### INSTRUCTION 1
Reproduce the compost passage below word for word, everything from "The benefits of" down to "lot of benefits.".

### TEXT SEGMENT
━━━━━━━━━━━━━━━━━━━━━━━━━━━━━━

The benefits of compost are clear, so why hasn’t our agriculture system embraced it? Big farm companies are stuck in the ways of the past and fail to see how their plants are failing to function as efficiently as possible. Chemical fertilizers appear to help plant health, but the only way to continue the benefit is to apply more and more chemical fertilizer, while composting is a long term solution. Large-scale composting systems are a lot of work, but with them comes a lot of benefits.
So how can we start our own composting system? Compost should be an accumulation of food waste that includes fruits and vegetable waste as well as coffee grinds, woodchips, and leaves (United States Environmental Protection Agency). The frequency of aeration, a process that involves manually mixing up the compost, pile volume, and carbon to nitrogen ratio are important factors for creating effective compost. The compost should be aerated, or mixed up, every three days. The size of the compost pile should be about 25 foot squared and the carbon to nitrogen ratio should be about 30:1 to function most efficiently (Washington State University). The carbon portion of compost comes from dry leaves, stray, woodships, and newspaper; the nitrogen portion of compost comes from vegetable scraps, coffee grounds, grass clippings, and manure (Nancy M. Trautmann). Creating your own compost pile takes a lot of work and knowledge, but your garden or local farm will be transformed when compost is incorporated into your maintenance and care for it. Alternatively, if personal composting is inaccessible to you, you can subscribe to a compost service. These services, such as Bennett Compost and Circle Compost in Philadelphia, pick up your compost from outside your house and then you will get a bag of compost to put in your garden at the end of the year. Participating in a composting system is easy to start and will be hugely beneficial to you individually and our agricultural system.

━━━━━━━━━━━━━━━━━━━━━━━━━━━━━━

### DATA RECORDS

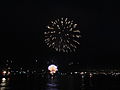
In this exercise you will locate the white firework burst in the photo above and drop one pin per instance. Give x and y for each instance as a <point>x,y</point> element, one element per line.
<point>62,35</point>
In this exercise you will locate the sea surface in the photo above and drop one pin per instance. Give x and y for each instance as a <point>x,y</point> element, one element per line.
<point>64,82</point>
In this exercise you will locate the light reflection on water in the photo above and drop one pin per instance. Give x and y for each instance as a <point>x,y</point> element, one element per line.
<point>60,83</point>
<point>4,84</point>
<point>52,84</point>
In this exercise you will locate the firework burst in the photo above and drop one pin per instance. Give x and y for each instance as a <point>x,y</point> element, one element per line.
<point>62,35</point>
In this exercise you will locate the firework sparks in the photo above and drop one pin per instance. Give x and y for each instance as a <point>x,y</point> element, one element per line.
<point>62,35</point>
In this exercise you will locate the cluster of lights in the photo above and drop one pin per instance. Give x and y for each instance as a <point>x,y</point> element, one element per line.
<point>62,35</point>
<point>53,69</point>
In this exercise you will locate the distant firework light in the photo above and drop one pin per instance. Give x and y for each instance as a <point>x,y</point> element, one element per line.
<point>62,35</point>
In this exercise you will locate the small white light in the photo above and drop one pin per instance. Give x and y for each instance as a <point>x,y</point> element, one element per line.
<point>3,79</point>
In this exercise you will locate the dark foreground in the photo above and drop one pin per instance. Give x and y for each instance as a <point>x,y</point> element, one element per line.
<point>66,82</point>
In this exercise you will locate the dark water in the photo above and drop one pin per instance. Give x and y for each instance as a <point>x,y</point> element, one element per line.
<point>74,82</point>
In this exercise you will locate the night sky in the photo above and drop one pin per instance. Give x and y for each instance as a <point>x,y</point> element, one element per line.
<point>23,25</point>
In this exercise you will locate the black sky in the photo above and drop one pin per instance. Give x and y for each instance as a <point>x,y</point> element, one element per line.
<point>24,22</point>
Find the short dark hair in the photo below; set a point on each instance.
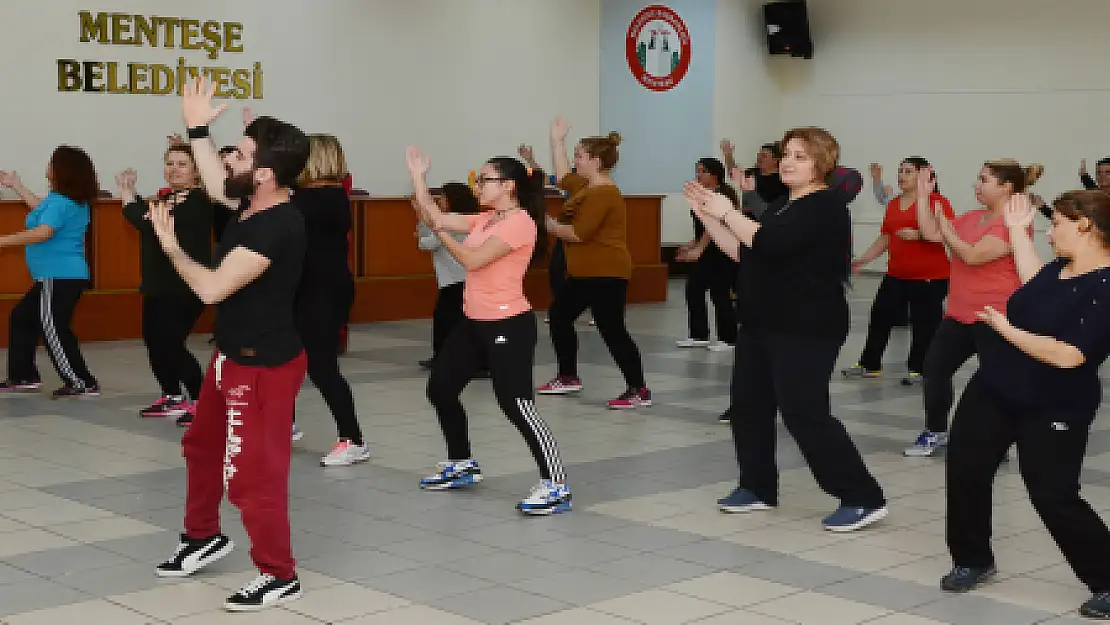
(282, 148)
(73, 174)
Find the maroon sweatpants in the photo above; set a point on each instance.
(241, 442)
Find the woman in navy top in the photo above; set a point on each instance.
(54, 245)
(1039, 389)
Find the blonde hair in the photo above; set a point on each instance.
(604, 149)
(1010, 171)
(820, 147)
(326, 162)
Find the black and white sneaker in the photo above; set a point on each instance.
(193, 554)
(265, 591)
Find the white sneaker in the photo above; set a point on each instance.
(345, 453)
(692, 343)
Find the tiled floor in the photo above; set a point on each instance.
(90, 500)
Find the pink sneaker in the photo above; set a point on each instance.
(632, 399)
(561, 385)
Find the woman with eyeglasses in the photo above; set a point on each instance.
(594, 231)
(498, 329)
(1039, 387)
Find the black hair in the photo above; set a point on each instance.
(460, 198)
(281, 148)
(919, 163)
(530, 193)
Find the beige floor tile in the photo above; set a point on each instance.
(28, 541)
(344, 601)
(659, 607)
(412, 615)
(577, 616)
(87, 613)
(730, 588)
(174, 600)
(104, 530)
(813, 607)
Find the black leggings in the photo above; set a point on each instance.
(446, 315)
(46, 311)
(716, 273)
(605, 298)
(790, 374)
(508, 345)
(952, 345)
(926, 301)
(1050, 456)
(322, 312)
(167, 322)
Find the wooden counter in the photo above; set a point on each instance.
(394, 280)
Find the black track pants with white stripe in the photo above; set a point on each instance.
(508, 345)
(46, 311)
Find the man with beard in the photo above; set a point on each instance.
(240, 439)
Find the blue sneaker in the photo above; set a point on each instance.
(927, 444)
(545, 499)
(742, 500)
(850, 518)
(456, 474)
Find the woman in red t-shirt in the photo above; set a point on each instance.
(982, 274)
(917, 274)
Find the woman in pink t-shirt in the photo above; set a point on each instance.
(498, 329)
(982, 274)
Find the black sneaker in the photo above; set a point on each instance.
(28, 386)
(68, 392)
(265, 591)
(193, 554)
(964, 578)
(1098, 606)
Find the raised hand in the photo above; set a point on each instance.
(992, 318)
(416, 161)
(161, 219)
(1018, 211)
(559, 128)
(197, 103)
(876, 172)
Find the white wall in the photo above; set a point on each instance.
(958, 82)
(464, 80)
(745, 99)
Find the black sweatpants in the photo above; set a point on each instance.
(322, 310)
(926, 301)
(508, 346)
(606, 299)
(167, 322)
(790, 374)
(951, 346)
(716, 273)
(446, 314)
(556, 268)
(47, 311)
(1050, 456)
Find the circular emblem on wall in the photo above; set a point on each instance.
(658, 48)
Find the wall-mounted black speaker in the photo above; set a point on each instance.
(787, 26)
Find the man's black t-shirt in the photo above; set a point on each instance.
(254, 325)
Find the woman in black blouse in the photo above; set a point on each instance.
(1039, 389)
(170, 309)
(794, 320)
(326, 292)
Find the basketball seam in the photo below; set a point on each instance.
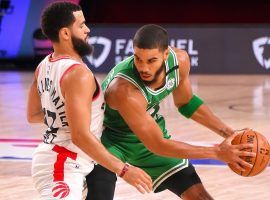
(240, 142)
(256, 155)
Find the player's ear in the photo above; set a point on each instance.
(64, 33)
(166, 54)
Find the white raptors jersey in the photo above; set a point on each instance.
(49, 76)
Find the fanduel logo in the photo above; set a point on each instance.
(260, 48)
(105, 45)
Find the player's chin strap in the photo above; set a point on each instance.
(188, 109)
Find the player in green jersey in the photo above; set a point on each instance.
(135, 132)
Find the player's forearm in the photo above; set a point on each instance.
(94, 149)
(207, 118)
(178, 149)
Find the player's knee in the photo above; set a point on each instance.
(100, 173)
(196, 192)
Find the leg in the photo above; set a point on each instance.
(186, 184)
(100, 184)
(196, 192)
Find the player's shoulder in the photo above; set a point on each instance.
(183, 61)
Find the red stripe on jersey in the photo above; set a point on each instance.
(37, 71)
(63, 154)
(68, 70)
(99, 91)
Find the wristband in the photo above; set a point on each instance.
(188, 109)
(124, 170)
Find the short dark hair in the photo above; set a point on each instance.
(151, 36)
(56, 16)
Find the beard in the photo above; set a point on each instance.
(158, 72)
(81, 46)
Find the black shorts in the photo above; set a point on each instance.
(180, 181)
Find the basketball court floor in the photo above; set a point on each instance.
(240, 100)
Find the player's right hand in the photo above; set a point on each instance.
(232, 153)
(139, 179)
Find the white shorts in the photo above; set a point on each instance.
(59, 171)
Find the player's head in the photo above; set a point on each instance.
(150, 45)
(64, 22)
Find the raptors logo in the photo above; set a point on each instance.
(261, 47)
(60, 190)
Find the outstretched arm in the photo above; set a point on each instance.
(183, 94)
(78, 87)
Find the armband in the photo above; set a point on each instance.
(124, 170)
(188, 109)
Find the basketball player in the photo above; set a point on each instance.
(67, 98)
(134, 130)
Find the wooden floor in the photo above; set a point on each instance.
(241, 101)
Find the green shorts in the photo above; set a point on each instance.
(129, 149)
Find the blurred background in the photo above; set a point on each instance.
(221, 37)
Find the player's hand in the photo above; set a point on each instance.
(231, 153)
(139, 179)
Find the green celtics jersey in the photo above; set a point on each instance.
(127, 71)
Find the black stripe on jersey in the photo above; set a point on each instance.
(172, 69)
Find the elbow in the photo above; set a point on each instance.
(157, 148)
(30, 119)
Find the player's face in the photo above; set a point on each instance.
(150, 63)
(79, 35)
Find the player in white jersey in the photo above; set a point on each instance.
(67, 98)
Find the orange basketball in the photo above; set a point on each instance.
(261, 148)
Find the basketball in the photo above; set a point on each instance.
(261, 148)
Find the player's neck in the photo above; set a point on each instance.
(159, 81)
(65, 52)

━━━━━━━━━━━━━━━━━━━━━━━━━━━━━━

### INSTRUCTION 2
Extract each line of the listing above that contains the word "jersey".

### CORRECT OUTPUT 1
The benefits of compost are clear, so why hasn’t our agriculture system embraced it? Big farm companies are stuck in the ways of the past and fail to see how their plants are failing to function as efficiently as possible. Chemical fertilizers appear to help plant health, but the only way to continue the benefit is to apply more and more chemical fertilizer, while composting is a long term solution. Large-scale composting systems are a lot of work, but with them comes a lot of benefits.

### CORRECT OUTPUT 2
Find the white raptors jersey in the photo above; set a point on each instance.
Find the player in green jersey in the photo above; set a point on each instance.
Find the red stripe on jersey in the photo above; set a point on each instance.
Find the green celtics jersey in the photo above; set a point on each instance.
Find the black stripe on jersey in the photo above; set a point on each instance.
Find the player in white jersey in the photo above; set a point on each instance.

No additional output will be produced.